SUPPLIED TEXT
# The "Leave it!" Challenge!



## Sprocket (Oct 4, 2011)

Lets see those well behaved pets! :biggrin:


----------



## Neeko (Aug 11, 2010)

Here's Neeko, but it's 2 years old. She was 9 months in the picture. I'll find or get a new one. 

Fun thread!


----------



## Neeko (Aug 11, 2010)

A more recent one of Neeko. 










My boys can wait, too. Just not as long.


----------



## Felix (Oct 9, 2012)

This was after 5 minutes, Don't know if you can see the treats on his paws  
What a fun thread!


----------



## Felix (Oct 9, 2012)

@Sproket, I love your pit bull! Such a gorgeous dog! The blue color is my absolute favorite!


----------



## MollyWoppy (Mar 19, 2010)

I"ll have to get a pic of Mollie. I'll see if I can find that picture of the pitbull with the treats on his head and in his mouth, I thought that one was a classic!

EXTRACTED MATERIAL
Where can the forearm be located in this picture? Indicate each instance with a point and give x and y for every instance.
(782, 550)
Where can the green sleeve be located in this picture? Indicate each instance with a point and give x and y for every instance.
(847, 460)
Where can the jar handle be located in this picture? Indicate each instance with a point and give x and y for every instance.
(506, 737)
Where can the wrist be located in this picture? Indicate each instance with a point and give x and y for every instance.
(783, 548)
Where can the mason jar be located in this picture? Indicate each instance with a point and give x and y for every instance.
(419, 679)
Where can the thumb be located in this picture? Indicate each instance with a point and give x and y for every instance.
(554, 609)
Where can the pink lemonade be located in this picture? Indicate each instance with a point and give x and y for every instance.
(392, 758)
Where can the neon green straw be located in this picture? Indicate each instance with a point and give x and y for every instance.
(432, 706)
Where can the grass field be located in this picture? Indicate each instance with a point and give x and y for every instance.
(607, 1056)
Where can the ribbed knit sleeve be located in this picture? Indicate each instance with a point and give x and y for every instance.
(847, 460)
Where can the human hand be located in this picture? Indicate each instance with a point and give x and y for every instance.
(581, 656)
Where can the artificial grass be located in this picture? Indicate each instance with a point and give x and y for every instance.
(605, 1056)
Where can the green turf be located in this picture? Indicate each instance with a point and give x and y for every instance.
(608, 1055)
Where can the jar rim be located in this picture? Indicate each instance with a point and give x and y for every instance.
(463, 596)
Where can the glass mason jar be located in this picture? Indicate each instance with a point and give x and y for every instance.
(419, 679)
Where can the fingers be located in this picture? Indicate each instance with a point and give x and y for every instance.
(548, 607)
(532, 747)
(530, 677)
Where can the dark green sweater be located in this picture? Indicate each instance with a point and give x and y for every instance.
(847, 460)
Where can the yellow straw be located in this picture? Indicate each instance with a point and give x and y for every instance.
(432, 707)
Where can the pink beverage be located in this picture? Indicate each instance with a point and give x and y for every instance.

REQUESTS
A - In the Leave it! Challenge thread, how would you rewrite the paragraph beginning "Here's Neeko, but it's 2 years old" as one shorter sentence that keeps its facts?
B - What are all the distinct usernames that head the posts in the Leave it! Challenge thread?
C - Could you carry on the Leave it! Challenge thread with the next reply after MollyWoppy's post?

RESPONSES BY TASK
A - The picture of Neeko is two years old, from when she was 9 months, so a newer one will be found or taken.

B - Sprocket, Neeko, Felix, MollyWoppy

C -
----------



## MollyWoppy (Mar 19, 2010)

A photo I found somewhere, it's not my dog (of course), but I sure wish. What a good pup he/she is.


----------



## Felix (Oct 9, 2012)

MollyWoppy said:


> View attachment 8630
> 
> 
> A photo I found somewhere, it's not my dog (of course), but I sure wish. What a good pup he/she is.


Bwah ha ha! Too cute!


----------



## Sprocket (Oct 4, 2011)

Felix said:


> @Sproket, I love your pit bull! Such a gorgeous dog! The blue color is my absolute favorite!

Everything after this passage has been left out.